**TASK GOAL:**
Copy, unchanged, the part of the material below that opens with the line containing "Can you find the sidewalk?" and closes with the line containing "point(269, 179)", including both of those lines.
[start]
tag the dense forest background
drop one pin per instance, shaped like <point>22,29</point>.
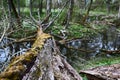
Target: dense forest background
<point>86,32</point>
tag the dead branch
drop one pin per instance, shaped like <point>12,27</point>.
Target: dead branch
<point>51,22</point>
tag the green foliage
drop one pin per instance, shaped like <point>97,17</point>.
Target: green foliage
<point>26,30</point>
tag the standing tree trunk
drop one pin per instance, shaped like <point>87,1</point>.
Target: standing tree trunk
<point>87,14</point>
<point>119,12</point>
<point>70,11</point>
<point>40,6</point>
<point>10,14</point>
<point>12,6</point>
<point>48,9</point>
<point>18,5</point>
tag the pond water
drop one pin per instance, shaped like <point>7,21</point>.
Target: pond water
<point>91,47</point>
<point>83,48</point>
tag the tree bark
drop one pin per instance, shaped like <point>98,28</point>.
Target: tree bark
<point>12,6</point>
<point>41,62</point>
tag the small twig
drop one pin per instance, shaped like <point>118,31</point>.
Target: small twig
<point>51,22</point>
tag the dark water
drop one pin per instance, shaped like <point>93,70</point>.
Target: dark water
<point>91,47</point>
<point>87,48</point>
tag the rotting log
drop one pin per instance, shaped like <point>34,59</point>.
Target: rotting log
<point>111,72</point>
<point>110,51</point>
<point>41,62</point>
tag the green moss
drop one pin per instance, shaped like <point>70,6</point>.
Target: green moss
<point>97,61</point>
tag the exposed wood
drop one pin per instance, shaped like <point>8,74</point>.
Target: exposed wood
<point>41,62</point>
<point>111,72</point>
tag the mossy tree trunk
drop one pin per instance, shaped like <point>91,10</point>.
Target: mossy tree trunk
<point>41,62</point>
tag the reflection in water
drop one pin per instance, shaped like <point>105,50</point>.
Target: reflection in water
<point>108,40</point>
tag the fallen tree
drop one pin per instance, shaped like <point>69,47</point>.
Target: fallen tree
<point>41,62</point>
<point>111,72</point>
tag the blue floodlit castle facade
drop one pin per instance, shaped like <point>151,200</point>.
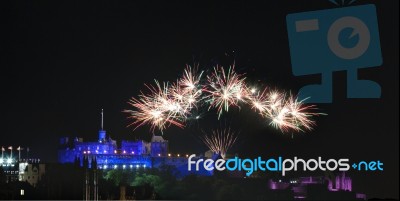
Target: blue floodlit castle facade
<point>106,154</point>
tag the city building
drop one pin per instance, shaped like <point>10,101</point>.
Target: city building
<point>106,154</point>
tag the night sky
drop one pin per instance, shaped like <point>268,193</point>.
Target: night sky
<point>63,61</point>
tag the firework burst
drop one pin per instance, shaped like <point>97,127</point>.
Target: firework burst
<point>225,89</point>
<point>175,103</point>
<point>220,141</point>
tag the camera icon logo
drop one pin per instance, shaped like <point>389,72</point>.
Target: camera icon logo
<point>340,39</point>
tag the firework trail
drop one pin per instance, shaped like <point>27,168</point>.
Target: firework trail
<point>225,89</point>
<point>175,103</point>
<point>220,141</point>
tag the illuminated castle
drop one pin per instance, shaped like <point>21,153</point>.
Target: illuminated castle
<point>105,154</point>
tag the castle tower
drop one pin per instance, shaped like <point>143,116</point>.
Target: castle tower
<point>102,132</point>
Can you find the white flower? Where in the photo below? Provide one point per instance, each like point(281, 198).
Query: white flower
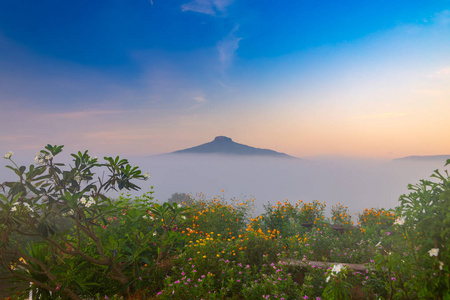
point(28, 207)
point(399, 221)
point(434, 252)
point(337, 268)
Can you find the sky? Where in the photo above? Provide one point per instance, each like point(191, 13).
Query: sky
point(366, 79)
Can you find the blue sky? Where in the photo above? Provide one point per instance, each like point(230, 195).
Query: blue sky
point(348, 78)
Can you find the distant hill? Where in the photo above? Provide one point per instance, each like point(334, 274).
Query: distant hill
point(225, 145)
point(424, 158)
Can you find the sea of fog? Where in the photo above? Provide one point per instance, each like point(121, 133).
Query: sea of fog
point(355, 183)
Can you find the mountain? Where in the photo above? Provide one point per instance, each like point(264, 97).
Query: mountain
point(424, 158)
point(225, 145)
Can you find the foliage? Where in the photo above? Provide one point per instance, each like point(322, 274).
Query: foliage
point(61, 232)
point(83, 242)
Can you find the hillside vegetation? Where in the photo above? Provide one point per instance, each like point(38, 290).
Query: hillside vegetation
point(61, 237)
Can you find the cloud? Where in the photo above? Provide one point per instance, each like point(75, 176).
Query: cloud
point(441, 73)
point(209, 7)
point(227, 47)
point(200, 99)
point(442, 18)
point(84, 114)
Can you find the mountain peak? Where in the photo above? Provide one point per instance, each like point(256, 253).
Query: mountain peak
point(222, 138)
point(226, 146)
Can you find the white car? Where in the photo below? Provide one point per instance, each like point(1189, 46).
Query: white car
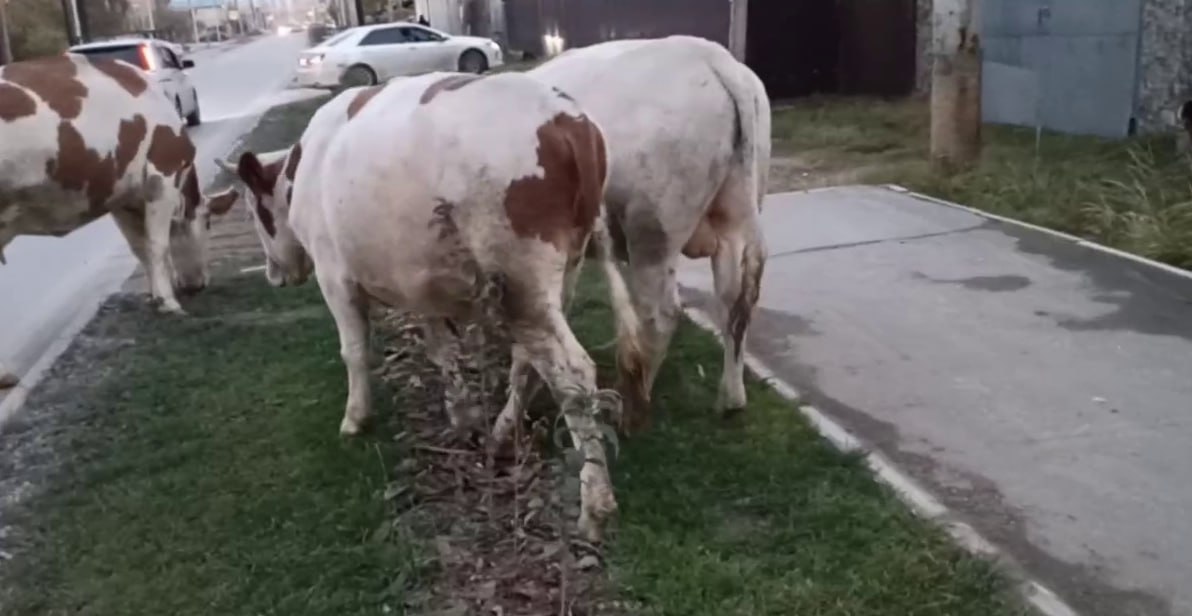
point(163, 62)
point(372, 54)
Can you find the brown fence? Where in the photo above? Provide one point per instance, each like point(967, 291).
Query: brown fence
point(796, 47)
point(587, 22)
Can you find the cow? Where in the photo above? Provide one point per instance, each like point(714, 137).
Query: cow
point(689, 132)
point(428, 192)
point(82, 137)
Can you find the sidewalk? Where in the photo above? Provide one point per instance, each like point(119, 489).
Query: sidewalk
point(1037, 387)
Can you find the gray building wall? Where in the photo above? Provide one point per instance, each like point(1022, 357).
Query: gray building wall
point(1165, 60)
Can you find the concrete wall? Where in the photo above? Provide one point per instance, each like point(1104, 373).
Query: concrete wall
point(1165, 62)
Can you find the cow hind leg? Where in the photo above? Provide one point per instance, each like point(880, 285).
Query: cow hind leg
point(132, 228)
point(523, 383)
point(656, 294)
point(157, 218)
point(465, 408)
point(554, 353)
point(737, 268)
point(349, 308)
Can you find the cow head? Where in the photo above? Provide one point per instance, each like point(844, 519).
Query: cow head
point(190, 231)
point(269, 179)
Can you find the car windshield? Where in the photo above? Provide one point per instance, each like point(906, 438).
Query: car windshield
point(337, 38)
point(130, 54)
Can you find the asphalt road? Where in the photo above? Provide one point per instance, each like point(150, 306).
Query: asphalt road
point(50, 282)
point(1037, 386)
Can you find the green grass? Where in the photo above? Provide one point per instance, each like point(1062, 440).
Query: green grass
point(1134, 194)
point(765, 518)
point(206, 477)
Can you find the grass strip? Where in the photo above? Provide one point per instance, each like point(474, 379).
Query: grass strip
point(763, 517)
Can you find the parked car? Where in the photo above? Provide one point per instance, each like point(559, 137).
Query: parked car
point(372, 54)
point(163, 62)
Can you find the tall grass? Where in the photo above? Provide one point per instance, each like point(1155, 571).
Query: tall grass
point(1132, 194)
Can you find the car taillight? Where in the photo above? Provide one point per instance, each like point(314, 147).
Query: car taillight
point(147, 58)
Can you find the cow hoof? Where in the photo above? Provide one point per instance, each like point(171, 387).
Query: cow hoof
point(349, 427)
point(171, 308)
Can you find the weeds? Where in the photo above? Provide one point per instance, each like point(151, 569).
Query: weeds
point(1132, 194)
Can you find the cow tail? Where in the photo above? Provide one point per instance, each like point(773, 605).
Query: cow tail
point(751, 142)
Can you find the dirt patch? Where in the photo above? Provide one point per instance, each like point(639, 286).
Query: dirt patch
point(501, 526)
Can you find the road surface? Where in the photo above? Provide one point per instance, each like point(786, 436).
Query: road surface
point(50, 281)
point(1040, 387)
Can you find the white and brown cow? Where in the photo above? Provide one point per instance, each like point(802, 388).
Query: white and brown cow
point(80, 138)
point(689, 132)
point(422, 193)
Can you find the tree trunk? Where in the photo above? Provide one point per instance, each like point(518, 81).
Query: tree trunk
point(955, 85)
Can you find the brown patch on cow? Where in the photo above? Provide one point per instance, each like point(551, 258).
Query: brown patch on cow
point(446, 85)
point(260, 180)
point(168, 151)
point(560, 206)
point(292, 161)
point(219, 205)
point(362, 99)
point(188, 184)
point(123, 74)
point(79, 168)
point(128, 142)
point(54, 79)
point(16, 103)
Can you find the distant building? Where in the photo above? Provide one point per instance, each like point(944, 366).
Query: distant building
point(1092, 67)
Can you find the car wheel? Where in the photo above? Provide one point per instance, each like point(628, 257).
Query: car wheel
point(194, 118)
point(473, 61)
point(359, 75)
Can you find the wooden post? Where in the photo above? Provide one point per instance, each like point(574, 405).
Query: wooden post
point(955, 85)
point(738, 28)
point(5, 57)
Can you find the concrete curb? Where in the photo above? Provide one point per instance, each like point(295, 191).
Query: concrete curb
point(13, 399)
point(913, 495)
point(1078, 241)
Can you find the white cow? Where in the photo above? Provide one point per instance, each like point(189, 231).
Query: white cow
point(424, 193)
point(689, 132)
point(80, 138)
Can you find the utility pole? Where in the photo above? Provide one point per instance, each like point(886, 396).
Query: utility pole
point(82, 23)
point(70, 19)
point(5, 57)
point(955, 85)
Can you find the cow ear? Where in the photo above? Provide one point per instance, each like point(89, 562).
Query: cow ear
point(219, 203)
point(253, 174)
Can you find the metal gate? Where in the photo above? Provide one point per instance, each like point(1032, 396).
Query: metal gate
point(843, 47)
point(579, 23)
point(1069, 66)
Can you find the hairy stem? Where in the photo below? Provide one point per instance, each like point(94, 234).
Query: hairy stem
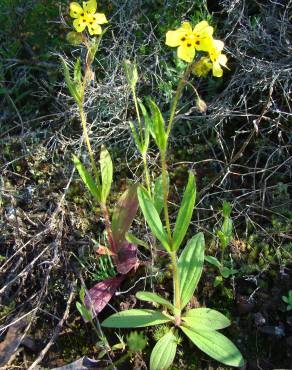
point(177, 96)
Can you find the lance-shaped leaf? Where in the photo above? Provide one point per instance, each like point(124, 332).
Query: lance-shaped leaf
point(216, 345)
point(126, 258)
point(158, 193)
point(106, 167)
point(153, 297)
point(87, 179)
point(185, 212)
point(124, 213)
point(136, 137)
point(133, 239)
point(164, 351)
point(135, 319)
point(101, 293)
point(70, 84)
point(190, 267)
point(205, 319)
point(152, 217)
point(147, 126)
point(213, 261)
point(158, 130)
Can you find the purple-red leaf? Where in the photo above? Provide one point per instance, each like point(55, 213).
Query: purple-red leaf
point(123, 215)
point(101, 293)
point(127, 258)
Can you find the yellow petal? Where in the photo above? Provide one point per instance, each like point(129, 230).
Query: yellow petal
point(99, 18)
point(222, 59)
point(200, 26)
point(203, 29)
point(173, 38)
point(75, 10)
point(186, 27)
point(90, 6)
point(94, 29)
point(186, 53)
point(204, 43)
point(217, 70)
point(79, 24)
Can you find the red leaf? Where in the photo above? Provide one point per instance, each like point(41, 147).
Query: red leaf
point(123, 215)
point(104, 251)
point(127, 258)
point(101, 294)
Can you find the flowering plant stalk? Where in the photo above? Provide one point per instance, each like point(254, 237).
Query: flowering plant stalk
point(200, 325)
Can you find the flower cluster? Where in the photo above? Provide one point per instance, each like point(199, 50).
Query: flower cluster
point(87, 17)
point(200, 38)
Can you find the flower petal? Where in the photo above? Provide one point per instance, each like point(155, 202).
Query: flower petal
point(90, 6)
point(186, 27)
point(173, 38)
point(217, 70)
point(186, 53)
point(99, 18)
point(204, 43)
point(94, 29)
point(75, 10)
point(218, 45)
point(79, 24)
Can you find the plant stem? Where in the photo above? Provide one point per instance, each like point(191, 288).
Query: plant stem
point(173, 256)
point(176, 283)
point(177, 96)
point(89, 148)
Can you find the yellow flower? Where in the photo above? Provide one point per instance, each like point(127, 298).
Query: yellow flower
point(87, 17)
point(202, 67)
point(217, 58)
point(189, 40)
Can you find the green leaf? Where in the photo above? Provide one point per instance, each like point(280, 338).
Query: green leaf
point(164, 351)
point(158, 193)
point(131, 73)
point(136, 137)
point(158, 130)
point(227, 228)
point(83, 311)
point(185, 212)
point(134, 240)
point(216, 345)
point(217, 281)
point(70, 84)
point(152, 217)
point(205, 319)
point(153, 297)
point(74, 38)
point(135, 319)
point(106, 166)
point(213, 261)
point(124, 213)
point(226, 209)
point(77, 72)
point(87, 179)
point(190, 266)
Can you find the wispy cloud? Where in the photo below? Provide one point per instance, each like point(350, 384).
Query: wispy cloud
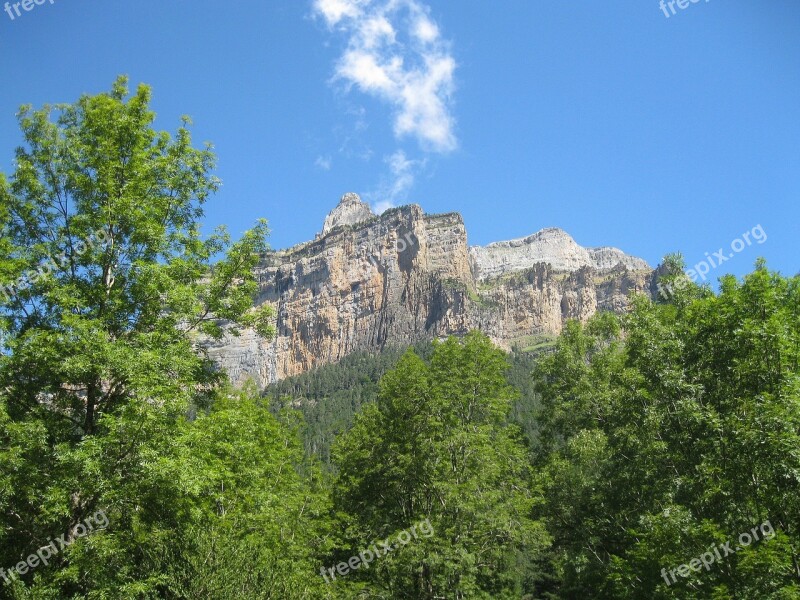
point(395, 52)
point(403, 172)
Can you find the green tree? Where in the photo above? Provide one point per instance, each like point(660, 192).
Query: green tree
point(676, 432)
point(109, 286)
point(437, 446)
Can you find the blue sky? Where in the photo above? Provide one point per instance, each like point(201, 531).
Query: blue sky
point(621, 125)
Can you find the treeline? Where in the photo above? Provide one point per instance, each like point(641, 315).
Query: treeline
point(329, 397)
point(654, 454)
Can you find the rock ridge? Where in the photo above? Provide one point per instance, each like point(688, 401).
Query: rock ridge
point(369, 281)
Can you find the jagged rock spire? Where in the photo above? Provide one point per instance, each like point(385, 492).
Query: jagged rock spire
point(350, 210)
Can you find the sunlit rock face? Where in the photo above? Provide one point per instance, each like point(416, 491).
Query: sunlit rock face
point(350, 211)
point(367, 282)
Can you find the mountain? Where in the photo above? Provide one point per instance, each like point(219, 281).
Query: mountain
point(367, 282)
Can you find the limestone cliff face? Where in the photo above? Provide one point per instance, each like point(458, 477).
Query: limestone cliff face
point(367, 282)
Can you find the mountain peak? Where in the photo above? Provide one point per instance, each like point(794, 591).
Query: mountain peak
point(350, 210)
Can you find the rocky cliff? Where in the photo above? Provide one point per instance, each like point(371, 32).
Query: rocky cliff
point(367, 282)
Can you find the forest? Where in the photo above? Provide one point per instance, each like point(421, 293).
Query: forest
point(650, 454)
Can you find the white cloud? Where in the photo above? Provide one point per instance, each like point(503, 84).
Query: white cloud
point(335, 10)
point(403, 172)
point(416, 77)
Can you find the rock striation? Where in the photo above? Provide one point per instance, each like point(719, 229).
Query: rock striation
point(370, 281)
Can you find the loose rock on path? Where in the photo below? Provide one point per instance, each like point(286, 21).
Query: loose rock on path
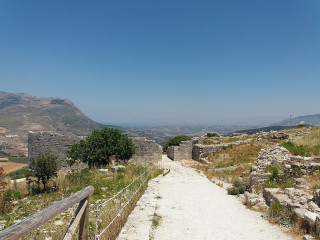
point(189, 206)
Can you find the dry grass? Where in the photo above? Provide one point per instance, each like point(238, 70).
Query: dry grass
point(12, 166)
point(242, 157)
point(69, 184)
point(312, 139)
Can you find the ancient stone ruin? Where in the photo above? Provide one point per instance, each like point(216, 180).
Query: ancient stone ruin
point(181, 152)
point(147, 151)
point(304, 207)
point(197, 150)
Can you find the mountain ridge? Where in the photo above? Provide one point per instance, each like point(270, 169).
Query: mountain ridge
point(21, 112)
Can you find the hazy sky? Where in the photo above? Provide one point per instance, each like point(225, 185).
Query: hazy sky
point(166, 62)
[end]
**FULL OUTPUT:**
Can you find the sidewalk? Where in the photo above? Provide one point per instance, each like point(119, 489).
Query: sidewalk
point(1037, 387)
Can you find the gray building wall? Where in the photo above? Provide one point per instance, each like point(1022, 357).
Query: gray building wall
point(1165, 60)
Can you find the concrete wall? Where in the photo above? Provide one point per instance, each like point(1104, 373).
Query: concrete wall
point(1165, 62)
Can you find the cow hind leg? Where in the photo above? Provide one point per instance, each like point(880, 285).
Query: cow hind leg
point(132, 228)
point(523, 383)
point(656, 294)
point(157, 218)
point(465, 408)
point(554, 353)
point(737, 268)
point(349, 308)
Can you find the cow head? Where in the photo above? Provide one point per instance, each like point(844, 519).
Query: cow head
point(190, 231)
point(269, 179)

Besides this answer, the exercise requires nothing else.